WHAT YOU WILL DO | Work through the records that follow and return each line containing the word "sign".

[[ SUPPLIED DATA open ]]

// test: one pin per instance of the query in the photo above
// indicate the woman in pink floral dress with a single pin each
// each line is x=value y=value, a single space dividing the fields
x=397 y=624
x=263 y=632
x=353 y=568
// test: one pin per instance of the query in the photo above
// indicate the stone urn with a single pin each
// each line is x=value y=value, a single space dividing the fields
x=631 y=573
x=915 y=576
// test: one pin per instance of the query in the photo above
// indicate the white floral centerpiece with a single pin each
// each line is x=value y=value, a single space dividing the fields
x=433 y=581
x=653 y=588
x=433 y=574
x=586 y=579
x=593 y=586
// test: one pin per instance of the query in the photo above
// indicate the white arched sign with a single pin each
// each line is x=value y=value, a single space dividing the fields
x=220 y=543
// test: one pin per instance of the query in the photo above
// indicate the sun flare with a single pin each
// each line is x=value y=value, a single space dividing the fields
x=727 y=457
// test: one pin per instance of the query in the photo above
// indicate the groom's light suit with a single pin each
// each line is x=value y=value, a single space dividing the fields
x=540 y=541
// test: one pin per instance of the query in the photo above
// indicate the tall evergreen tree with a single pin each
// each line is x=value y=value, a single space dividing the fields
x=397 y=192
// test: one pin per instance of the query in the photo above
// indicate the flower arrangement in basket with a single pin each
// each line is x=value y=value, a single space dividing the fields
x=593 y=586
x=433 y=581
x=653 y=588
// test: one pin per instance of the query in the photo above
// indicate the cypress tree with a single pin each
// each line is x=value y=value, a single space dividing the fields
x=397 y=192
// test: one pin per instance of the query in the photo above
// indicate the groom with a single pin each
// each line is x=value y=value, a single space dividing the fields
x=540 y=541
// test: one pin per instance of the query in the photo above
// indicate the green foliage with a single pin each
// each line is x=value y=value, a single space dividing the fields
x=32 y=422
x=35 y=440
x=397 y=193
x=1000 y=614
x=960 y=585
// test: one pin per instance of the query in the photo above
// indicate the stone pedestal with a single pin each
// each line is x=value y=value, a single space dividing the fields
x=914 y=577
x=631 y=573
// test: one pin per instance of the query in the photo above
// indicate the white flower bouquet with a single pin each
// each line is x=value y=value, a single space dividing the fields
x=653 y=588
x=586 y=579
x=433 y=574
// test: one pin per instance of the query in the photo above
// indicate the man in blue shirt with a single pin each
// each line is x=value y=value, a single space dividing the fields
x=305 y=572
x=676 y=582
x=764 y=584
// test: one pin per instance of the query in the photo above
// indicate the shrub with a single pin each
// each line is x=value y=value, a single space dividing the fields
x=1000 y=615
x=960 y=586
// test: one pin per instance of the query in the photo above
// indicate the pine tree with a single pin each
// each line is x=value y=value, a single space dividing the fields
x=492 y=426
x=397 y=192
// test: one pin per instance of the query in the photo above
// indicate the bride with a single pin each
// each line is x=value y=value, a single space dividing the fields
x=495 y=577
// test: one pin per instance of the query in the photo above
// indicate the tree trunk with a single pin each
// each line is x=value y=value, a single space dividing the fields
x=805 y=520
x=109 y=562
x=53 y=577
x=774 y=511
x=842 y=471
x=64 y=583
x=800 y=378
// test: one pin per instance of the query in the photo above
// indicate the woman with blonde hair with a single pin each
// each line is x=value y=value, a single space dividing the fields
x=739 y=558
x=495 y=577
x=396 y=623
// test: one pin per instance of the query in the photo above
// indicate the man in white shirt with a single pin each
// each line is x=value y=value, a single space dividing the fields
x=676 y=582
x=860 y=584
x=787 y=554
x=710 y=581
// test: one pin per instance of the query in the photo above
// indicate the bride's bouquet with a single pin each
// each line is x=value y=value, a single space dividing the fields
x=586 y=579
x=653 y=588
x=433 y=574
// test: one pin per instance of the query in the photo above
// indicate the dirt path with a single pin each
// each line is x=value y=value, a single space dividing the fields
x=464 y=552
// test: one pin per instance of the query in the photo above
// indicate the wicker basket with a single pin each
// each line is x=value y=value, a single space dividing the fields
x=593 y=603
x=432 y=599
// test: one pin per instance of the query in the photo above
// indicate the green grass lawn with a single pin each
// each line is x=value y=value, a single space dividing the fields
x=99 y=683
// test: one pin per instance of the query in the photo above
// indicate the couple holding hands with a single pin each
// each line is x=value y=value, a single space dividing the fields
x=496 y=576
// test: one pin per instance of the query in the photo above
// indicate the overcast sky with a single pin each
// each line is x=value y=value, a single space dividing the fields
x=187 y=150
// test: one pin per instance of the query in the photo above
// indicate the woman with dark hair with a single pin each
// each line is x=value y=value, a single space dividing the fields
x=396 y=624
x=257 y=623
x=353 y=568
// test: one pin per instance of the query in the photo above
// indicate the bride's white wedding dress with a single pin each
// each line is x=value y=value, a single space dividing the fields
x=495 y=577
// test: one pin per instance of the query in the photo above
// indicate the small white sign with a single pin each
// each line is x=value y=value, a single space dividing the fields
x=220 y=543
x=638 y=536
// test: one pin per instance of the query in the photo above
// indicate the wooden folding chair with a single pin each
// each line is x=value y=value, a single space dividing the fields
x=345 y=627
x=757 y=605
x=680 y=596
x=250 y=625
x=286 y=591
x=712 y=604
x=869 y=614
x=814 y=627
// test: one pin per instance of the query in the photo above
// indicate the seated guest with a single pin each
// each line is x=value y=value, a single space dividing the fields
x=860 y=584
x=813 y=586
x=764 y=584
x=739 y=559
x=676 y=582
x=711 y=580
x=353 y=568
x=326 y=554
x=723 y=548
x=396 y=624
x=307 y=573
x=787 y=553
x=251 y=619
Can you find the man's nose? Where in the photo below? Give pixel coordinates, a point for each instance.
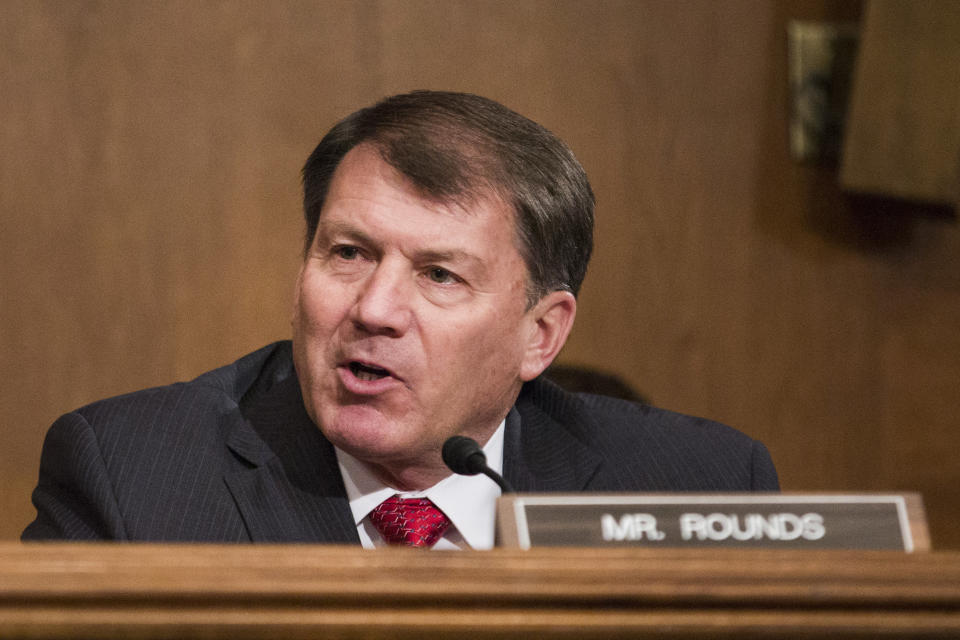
(382, 306)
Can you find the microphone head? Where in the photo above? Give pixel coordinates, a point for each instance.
(463, 455)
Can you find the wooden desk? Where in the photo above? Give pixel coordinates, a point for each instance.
(212, 591)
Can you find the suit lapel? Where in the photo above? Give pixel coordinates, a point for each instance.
(545, 442)
(290, 489)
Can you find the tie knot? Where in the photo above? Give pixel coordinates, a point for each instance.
(411, 521)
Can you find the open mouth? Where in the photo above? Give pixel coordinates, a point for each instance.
(366, 372)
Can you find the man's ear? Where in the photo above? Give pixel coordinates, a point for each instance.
(551, 320)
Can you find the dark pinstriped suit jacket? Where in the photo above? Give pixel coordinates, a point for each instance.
(232, 456)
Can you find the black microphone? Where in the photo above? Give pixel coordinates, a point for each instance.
(464, 456)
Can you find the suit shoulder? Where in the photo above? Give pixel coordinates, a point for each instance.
(633, 419)
(645, 448)
(224, 386)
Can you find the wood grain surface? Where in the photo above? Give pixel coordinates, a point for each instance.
(156, 591)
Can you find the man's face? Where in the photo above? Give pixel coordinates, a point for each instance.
(410, 322)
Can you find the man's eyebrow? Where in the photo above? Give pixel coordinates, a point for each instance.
(447, 255)
(341, 229)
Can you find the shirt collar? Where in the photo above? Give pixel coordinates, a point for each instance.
(469, 501)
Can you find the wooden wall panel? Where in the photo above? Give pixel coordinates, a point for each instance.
(151, 226)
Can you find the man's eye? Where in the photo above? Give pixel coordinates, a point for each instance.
(441, 276)
(347, 253)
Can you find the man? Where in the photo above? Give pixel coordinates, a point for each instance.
(447, 238)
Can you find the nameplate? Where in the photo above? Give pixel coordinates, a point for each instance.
(737, 520)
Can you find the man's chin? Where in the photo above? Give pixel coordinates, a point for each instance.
(368, 435)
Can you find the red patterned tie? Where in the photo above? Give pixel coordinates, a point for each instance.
(411, 521)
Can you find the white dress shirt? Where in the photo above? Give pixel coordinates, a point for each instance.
(469, 501)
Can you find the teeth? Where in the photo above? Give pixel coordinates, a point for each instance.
(364, 372)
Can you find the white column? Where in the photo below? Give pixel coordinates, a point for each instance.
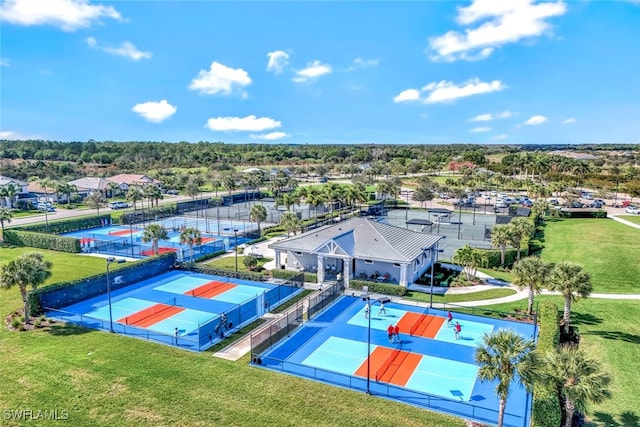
(320, 269)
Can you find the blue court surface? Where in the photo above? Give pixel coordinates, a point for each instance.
(429, 367)
(201, 308)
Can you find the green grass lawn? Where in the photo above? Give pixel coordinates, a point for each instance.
(631, 218)
(605, 248)
(610, 332)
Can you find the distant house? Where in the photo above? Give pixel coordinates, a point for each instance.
(88, 185)
(20, 187)
(360, 248)
(125, 181)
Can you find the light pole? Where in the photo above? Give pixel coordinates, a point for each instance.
(434, 252)
(235, 244)
(109, 261)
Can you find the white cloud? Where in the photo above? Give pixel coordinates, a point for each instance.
(360, 63)
(500, 22)
(536, 120)
(314, 70)
(15, 136)
(480, 129)
(446, 91)
(126, 49)
(272, 136)
(68, 15)
(407, 95)
(221, 79)
(488, 117)
(155, 112)
(250, 123)
(278, 59)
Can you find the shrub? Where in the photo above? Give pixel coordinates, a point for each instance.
(379, 288)
(546, 406)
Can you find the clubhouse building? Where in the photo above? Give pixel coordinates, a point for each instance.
(360, 248)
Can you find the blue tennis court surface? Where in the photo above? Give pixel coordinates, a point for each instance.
(184, 309)
(428, 368)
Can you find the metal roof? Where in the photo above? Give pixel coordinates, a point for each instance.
(363, 238)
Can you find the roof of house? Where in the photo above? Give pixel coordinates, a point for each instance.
(126, 178)
(363, 238)
(90, 183)
(5, 180)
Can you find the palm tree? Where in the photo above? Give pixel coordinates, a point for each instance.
(190, 236)
(153, 233)
(27, 269)
(5, 216)
(258, 214)
(573, 282)
(505, 356)
(500, 238)
(530, 272)
(9, 192)
(519, 229)
(578, 378)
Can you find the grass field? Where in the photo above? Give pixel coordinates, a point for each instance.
(610, 332)
(607, 249)
(631, 218)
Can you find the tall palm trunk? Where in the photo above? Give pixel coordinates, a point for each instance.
(570, 409)
(503, 404)
(567, 312)
(530, 305)
(23, 293)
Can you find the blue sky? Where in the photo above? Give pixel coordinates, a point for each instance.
(433, 72)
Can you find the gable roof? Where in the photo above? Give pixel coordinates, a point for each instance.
(90, 183)
(5, 180)
(129, 179)
(362, 238)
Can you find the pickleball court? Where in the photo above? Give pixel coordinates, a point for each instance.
(428, 368)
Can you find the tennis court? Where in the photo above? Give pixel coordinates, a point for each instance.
(126, 240)
(429, 367)
(184, 309)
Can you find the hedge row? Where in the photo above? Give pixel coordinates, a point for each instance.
(42, 241)
(546, 406)
(379, 288)
(35, 297)
(67, 225)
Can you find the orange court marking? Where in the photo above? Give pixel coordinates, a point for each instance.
(151, 315)
(399, 365)
(120, 232)
(161, 250)
(210, 289)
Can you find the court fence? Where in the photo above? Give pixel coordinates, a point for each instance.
(459, 408)
(291, 319)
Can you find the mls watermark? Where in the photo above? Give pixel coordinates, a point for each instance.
(35, 414)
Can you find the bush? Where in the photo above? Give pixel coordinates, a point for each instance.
(546, 406)
(379, 288)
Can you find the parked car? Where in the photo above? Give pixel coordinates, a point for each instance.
(45, 207)
(118, 205)
(632, 210)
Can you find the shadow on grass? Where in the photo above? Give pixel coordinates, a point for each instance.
(584, 319)
(626, 419)
(66, 329)
(615, 335)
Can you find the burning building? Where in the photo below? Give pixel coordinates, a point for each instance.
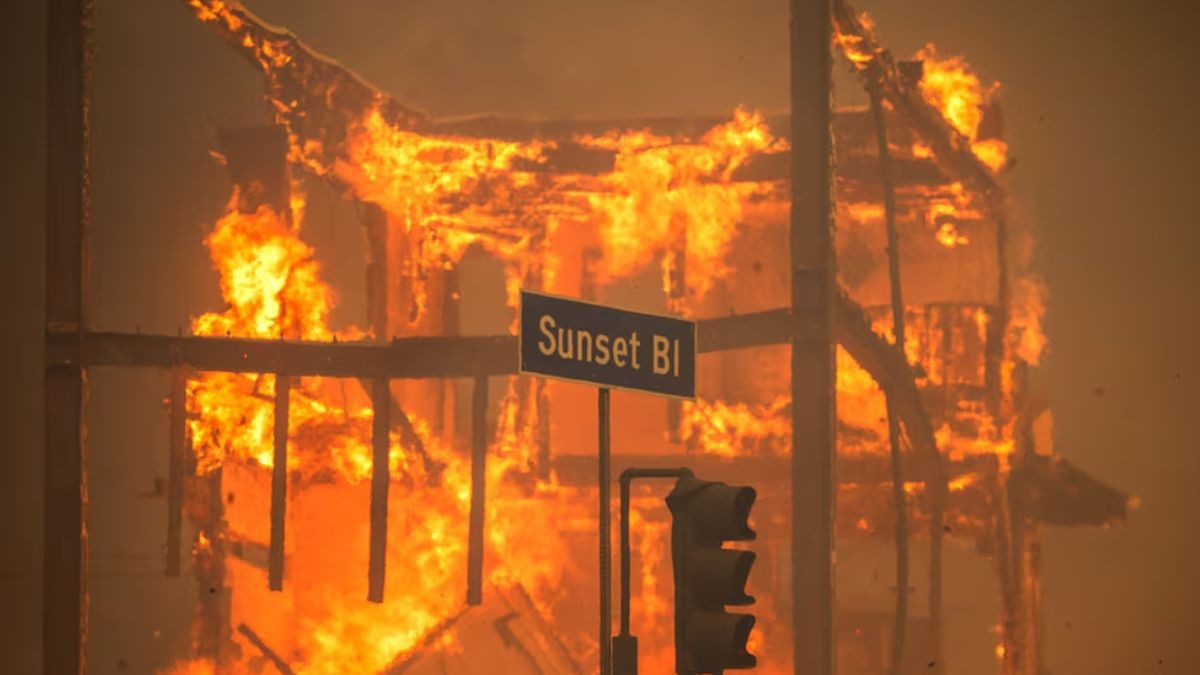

[[ SUPPLIED DATA closed ]]

ANSWER SPACE |
// indicate the white arched sign with a single pin each
// indicate the small white sign with a single pin each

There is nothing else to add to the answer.